EXCERPTED PASSAGE:
This report runs after the new data has been cleansed. The report pulls the cleaned data and loads the latest trained model, and then scores the data with the new model, over-writing any previous model scores.
library(magrittr)
library(bikeHelpR)
library(dbplyr)
library(dplyr)
##
## Attaching package: 'dplyr'
## The following objects are masked from 'package:dbplyr':
##
## ident, sql
## The following objects are masked from 'package:stats':
##
## filter, lag
## The following objects are masked from 'package:base':
##
## intersect, setdiff, setequal, union
library(xgboost)
##
## Attaching package: 'xgboost'
## The following object is masked from 'package:dplyr':
##
## slice
library(yardstick)
## For binary classification, the first factor level is assumed to be the event.
## Set the global option `yardstick.event_first` to `FALSE` to change this.
library(tidymodels)
## ── Attaching packages ────────────────────────────────────── tidymodels 0.1.0 ──
## ✔ broom 0.5.6 ✔ recipes 0.1.13
## ✔ dials 0.0.7 ✔ rsample 0.0.7
## ✔ ggplot2 3.3.2 ✔ tibble 3.0.1
## ✔ infer 0.5.2 ✔ tune 0.1.0
## ✔ parsnip 0.1.1 ✔ workflows 0.1.1
## ✔ purrr 0.3.4
## ── Conflicts ───────────────────────────────────────── tidymodels_conflicts() ──
## ✖ purrr::discard() masks scales::discard()
## ✖ dplyr::filter() masks stats::filter()
## ✖ dplyr::ident() masks dbplyr::ident()
## ✖ dplyr::lag() masks stats::lag()
## ✖ purrr::set_names() masks magrittr::set_names()
## ✖ xgboost::slice() masks dplyr::slice()
## ✖ dplyr::sql() masks dbplyr::sql()
## ✖ recipes::step() masks stats::step()
library(RPostgreSQL)
## Loading required package: DBI
con <- DBI::dbConnect(odbc::odbc(), "Content DB")
pins::board_register_rsconnect(server = "https://colorado.rstudio.com/rsc",
key = Sys.getenv("RSTUDIOCONNECT_API_KEY"))
model_details <- pins::pin_get("bike_model_rxgb", board = "rsconnect")
model <- model_details$model
recipe <- model_details$recipe
train_date <- model_details$train_date
split_date <- model_details$split_date
all_days <- tbl(con, "bike_model_data") %>%
collect()
# prep and predict
predictions <- all_days %>%
bake(recipe, .) %>%
select(-id, -date, -n_bikes) %>%
as.matrix() %>%
predict(model, .)
## [10:01:46] WARNING: amalgamation/../src/objective/regression_obj.cu:170: reg:linear is now deprecated in favor of reg:squarederror.

RECORDS TO PROCESS:
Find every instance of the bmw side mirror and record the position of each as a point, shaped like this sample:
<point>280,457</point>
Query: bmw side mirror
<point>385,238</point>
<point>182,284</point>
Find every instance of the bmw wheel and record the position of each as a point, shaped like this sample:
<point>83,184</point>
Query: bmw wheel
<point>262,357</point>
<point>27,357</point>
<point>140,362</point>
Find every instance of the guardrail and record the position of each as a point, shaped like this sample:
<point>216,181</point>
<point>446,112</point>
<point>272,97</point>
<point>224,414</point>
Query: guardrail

SET OF TASKS:
A: Answer these questions about the model-scoring report:
(i) What name is passed to pins::pin_get to fetch the model details?
(ii) Which database table is collected into all_days?
(iii) According to the yardstick message, which factor level is assumed to be the event in binary classification?
B: Revise the records from the line with "Find every instance of the guardrail" through the end of the records, changing "guardrail" to "fence" and leaving everything else as it is. Return only those lines.

OUTPUTS FOR THE TASKS:
A:
(i) "bike_model_rxgb"
(ii) "bike_model_data"
(iii) The first factor level.

B:
Find every instance of the fence and record the position of each as a point, shaped like this sample:
<point>216,181</point>
<point>446,112</point>
<point>272,97</point>
<point>224,414</point>
Query: fence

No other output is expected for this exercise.